TEXT EXCERPT:
"""
In the United Kingdom, Carey et al. (2017) made some modifications on the language and content of the AMAS. For example, the previously illustrated two items were modified as follows: “Having to complete a worksheet by yourself” and “Thinking about a math’s test the day before you take it” respectively. Carey et al. (2017) confirmed the two-factor solution of the m-AMAS, with good Alpha Cronbach reliabilities for the total score, LMA, and MEA (0.85, 0.77, and.79, respectively; Carey et al., 2017). The m-AMAS has been translated from English into several languages such as Serbian (Milovanović and Branovački, 2021) and Polish (Szczygieł, 2019). The two-factor structure of the m-AMAS and its adequate psychometric properties were replicated across these translations.

The current study

The primary objective of this study was to examine the psychometric properties of an Arabic version of the m-AMAS by investigating construct validity (factorial structure and measurement invariance), inter-correlations between m-AMAS subscales, criterion validity (association with math performance), convergent validity (association with other forms of anxiety) and reliability. Secondary, this study aimed to examine gender differences in math anxiety. The two-factor structure of the Arabic version of the m-AMAS was expected (Hypothesis 1). In addition, we expected higher math anxiety in girls (Hypothesis 2) and strong positive correlations between math anxiety and other forms of anxiety in education (Hypothesis 3) but showing weaker partial correlations (Hypothesis 4).

Materials and methods

Participants

A total of 731 students (383 girls and 347 boys) in grades 7 to 10 in four government schools (two preparatory and two secondary) in Qatar volunteered to participate in this study. The sample size was estimated by power analysis, with an effect size of.25 (p = 0.05, with 0.95 power). Table 1 shows some characteristics of this sample. Data were collected with an approval from the Ministry of Education and Higher Education in Qatar and an approval of research ethics from a University Institutional Review Board (IRB) committee.

TABLE 1

Table 1. Characteristics of participants.
"""
(Shape labeling records)
"""
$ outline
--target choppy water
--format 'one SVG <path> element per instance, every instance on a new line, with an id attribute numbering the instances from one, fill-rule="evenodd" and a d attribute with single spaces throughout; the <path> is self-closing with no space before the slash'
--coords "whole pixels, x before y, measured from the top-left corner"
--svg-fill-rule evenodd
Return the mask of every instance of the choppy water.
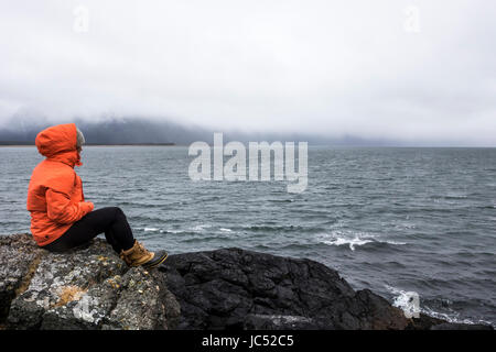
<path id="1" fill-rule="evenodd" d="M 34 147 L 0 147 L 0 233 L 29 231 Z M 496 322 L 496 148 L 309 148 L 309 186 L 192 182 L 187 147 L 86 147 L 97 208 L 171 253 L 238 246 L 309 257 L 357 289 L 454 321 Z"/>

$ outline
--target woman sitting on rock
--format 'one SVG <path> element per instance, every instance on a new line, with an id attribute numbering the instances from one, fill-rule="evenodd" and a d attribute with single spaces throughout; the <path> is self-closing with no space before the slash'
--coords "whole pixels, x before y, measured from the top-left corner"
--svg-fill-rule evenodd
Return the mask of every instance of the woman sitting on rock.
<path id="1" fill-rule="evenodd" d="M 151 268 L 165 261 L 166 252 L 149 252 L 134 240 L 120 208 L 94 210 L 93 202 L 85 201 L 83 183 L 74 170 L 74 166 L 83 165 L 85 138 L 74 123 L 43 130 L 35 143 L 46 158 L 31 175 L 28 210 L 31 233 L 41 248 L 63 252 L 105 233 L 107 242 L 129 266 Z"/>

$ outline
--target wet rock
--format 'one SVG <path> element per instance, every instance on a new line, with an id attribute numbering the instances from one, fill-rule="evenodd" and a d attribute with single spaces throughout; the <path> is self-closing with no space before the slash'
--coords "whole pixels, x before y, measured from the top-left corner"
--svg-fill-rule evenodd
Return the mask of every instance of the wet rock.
"""
"""
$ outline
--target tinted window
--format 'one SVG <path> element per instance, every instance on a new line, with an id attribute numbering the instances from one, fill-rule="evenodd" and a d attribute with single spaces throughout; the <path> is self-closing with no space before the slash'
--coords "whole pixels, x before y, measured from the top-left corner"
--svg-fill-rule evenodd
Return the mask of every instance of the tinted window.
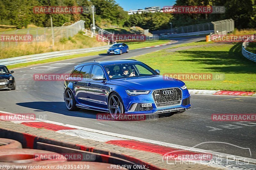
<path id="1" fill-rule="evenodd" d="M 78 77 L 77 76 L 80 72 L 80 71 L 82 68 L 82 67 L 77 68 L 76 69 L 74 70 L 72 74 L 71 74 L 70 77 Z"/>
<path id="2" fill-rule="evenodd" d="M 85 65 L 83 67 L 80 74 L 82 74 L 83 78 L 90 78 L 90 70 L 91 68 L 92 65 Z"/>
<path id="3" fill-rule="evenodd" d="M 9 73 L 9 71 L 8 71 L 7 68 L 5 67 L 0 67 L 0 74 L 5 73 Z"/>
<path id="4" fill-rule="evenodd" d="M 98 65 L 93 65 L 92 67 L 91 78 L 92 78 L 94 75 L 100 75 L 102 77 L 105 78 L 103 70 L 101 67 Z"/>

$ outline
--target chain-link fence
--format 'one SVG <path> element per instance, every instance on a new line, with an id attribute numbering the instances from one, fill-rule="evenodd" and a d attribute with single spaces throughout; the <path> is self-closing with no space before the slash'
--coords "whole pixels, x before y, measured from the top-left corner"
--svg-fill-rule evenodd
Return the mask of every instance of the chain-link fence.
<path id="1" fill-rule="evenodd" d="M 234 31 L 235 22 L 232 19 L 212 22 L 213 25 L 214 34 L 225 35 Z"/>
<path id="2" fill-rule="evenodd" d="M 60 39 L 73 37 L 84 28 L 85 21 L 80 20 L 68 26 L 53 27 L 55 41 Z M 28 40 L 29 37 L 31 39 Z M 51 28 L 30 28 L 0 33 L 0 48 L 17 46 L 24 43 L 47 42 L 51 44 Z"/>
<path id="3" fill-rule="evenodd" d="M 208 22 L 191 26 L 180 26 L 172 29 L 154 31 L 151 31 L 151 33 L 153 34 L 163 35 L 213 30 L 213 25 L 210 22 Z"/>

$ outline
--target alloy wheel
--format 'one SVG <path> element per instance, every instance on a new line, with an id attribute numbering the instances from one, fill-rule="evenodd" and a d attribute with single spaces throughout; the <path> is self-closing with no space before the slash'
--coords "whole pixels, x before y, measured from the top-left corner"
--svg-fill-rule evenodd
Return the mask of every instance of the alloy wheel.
"""
"""
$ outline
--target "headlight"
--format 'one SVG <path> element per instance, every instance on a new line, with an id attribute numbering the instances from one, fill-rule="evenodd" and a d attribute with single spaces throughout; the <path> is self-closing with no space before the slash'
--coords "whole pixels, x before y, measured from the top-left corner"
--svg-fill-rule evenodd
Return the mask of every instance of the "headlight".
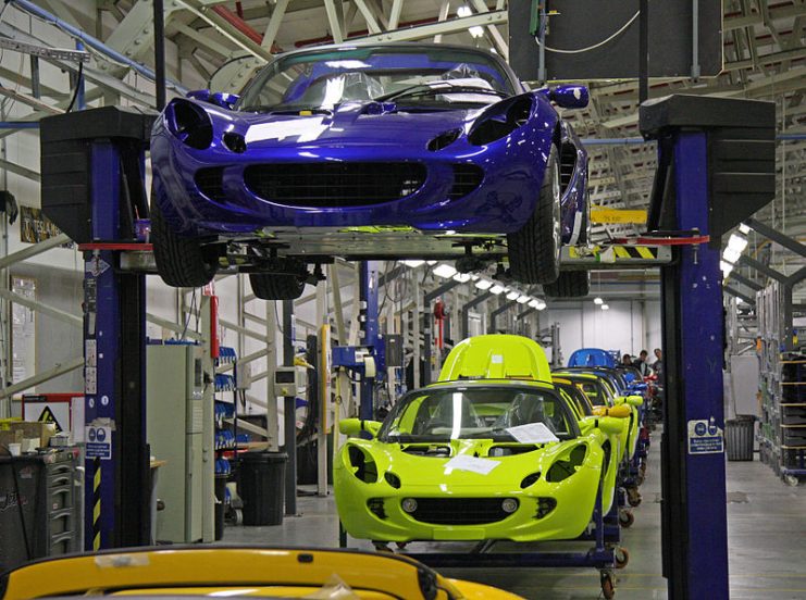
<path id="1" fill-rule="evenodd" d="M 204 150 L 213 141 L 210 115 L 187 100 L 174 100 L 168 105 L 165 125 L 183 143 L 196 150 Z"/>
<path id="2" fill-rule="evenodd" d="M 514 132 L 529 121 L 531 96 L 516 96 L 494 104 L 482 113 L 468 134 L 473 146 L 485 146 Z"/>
"""
WHAT TO WORK ON:
A - Using the excerpt on the m-AMAS, decide whether each statement agrees with it. Answer yes or no for each, and quote the deciding words. (i) The m-AMAS has been translated into Serbian and Polish. (ii) The participants came from four private schools in Qatar. (iii) The study expected higher math anxiety in boys.
B - Count the lines of the records that contain the string "chain". Give only the number.

FULL SOLUTIONS:
A -
(i) Yes: "The m-AMAS has been translated from English into several languages such as Serbian (Milovanović and Branovački, 2021) and Polish (Szczygieł, 2019)."
(ii) No: "four government schools (two preparatory and two secondary) in Qatar"
(iii) No: "we expected higher math anxiety in girls (Hypothesis 2)"

B - 2